[begin Article]

This section is practically non-existent in Russian drafting however the information given can generally contribute to better understanding of the circumstances and the roles of the parties. Thus this tradition should be taken into consideration if it is an agreement with a western company governed by common law.

The/this/other determiners

The general rule of translating the defined terms of an agreement is that they should be capitalized and used with the definite article or determiner this/these, ex., the Joint Venture, this Agreement, these General terms and conditions, etc. This however does not include the names of the parties. Both in British and American commercial documents you can come across the names of the parties to an agreement which are not highlighted with the definite article (compare: These general terms and conditions apply to all proposals and quotations submitted by Seller, to all purchase orders received by Seller, and to all goods and services sold by Seller, except as otherwise specifically provided in a document issued by Seller; Seller's actions in reliance on Buyer's oral acceptance of a written or oral quotation, or Buyer's receipt of the Goods, will constitute a binding contract under the terms of the Agreement.)

[end Article]

Required work:
1. Do these statements agree with the passage on drafting agreements, each with a yes or no and the deciding words quoted? (a) The section is common in Russian drafting. (b) The names of the parties fall under the rule of using the definite article. (c) Defined terms of an agreement should be capitalized.
2. Could you write out the passage on drafting agreements word for word, from "This section is" up to and including "by common law."?
Rely only on the passage on drafting agreements, not on the material.

[begin Data block]

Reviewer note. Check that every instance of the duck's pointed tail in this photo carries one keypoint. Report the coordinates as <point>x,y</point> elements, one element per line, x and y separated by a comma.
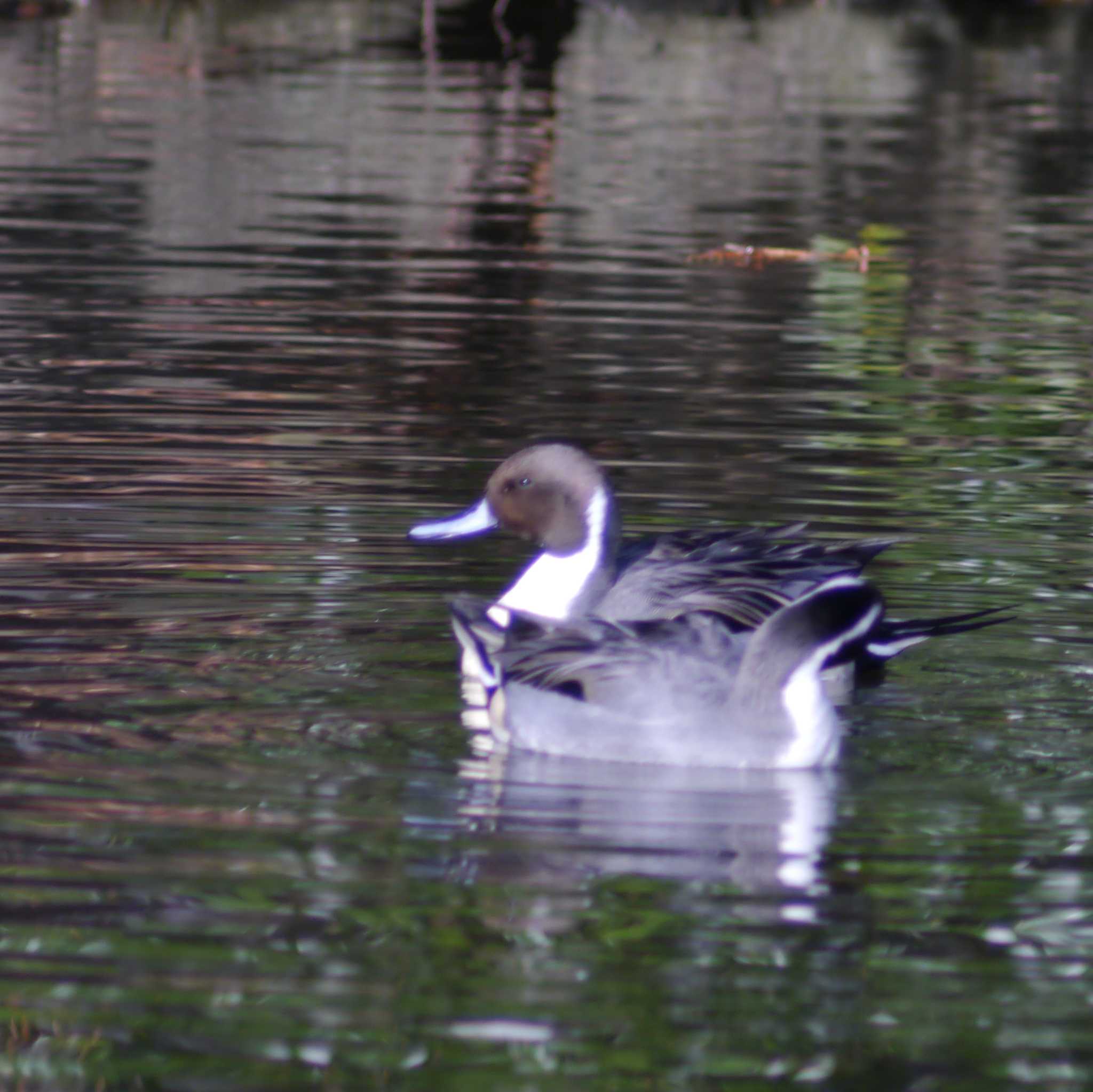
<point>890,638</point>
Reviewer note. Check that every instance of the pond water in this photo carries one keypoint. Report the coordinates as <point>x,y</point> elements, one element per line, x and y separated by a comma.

[end Data block]

Answers to each task:
1.
(a) No: "This section is practically non-existent in Russian drafting"
(b) No: "This however does not include the names of the parties."
(c) Yes: "they should be capitalized and used with the definite article or determiner this/these"

2.
This section is practically non-existent in Russian drafting however the information given can generally contribute to better understanding of the circumstances and the roles of the parties. Thus this tradition should be taken into consideration if it is an agreement with a western company governed by common law.